# WHAT IS ASKED:
Find each line in the material below that contains the word "mountain" and copy it in full. Case counts.

# TASK MATERIAL:
* begin *

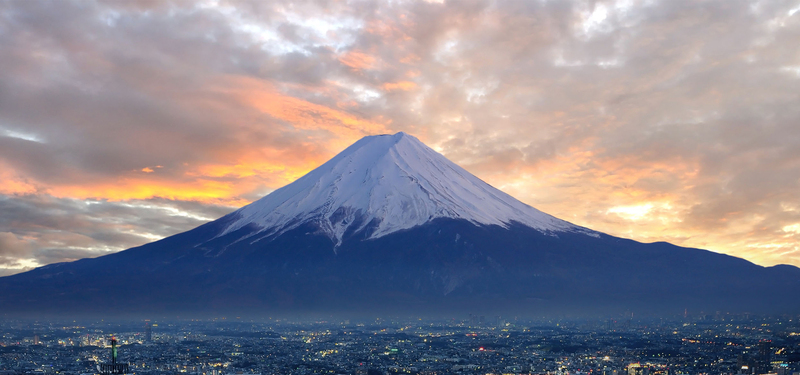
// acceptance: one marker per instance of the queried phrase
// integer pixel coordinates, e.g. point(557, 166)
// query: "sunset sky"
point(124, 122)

* end *
* begin *

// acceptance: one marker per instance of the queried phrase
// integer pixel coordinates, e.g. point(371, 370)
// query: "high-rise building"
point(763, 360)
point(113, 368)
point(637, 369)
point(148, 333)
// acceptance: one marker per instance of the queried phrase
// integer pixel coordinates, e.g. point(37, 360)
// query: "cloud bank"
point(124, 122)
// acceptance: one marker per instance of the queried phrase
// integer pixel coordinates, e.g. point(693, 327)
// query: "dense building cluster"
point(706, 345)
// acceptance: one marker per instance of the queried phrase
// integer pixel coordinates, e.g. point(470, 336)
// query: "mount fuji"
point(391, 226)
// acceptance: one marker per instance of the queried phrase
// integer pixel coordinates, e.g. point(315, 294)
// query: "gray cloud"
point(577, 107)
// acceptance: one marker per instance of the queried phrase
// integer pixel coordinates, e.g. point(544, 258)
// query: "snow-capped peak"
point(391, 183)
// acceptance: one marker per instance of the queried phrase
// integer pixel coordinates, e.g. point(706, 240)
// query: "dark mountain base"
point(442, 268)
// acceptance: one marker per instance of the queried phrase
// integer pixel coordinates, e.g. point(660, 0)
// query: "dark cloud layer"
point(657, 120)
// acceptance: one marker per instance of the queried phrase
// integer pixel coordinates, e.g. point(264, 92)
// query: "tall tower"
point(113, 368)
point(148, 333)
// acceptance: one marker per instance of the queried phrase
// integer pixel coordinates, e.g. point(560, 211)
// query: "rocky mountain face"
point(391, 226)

* end *

# CORRECT OUTPUT:
// query: "dark mountain base"
// query: "rocky mountain face"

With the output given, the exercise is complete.